----- Dataset records

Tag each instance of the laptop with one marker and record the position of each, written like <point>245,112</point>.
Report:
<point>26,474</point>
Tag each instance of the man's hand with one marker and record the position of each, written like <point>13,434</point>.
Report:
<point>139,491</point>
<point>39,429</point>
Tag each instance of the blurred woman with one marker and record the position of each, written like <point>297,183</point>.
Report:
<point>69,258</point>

----------
----- Dataset records

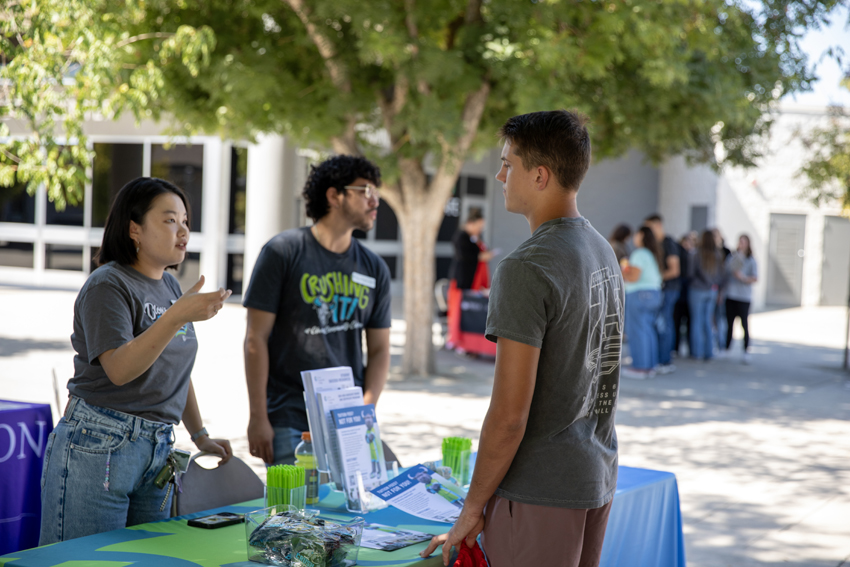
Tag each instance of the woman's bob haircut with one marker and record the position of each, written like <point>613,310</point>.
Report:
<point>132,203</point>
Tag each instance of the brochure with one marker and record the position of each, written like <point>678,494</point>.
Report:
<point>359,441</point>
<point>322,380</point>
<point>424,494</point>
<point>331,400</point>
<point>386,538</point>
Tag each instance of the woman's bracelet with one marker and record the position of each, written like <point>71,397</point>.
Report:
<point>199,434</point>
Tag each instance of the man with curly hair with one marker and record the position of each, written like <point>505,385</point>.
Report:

----------
----- Dataset records

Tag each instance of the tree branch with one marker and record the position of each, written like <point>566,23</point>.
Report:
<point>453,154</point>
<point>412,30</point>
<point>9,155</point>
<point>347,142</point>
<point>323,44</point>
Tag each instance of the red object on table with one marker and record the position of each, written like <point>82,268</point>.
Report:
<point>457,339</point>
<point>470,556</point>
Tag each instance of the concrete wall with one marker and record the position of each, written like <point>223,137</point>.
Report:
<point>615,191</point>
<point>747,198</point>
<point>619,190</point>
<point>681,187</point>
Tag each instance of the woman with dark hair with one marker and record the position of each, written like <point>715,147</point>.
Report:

----------

- **Your instructions**
Report all lines of the data above that include the string "woman".

- **Finished exercise**
Tag each instance of the blurred woman with one marker and record the position of each, written like <point>297,183</point>.
Tag each instance of the woman's bob haircut with one marker and record the position of each, written like <point>613,310</point>.
Tag each instance of the woman's bracelet with one marker and record the position of each, written like <point>71,397</point>.
Tag each instance of the woman with dark hair with one marker and record the position of each, written like <point>715,147</point>.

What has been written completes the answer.